WHAT YOU WILL DO | Express every line of the records below as a JSON list of strings, one string per line, with blank lines and the pictures omitted.

MATERIAL PROVIDED |
┄┄┄┄┄┄
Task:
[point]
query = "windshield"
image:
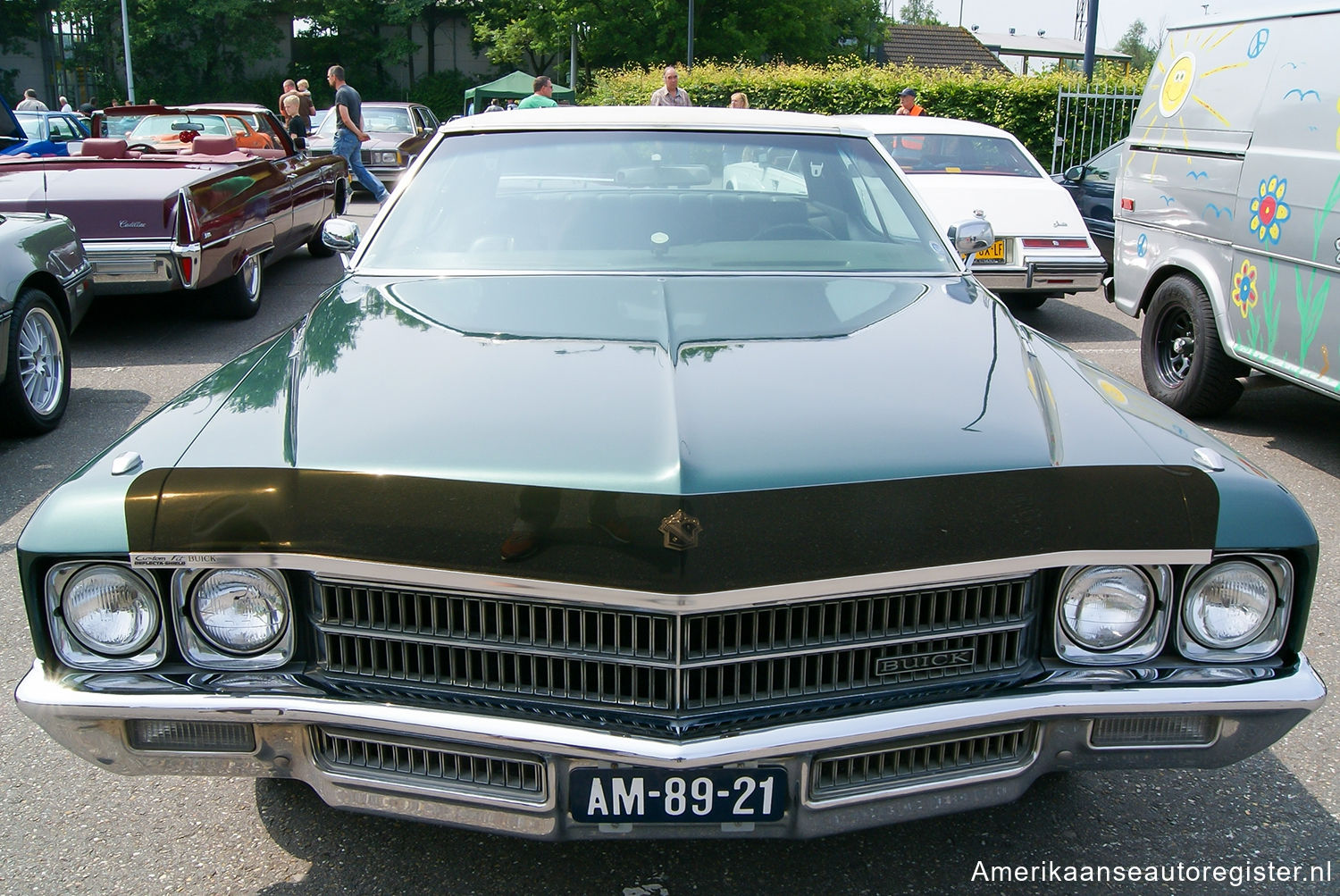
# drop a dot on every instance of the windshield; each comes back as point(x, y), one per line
┄┄┄┄┄┄
EXERCISE SOLUTION |
[
  "Task:",
  "[point]",
  "query = \"windshield\"",
  "image:",
  "# drop a dot on every instance of the windshield; each comes back as point(x, y), one per line"
]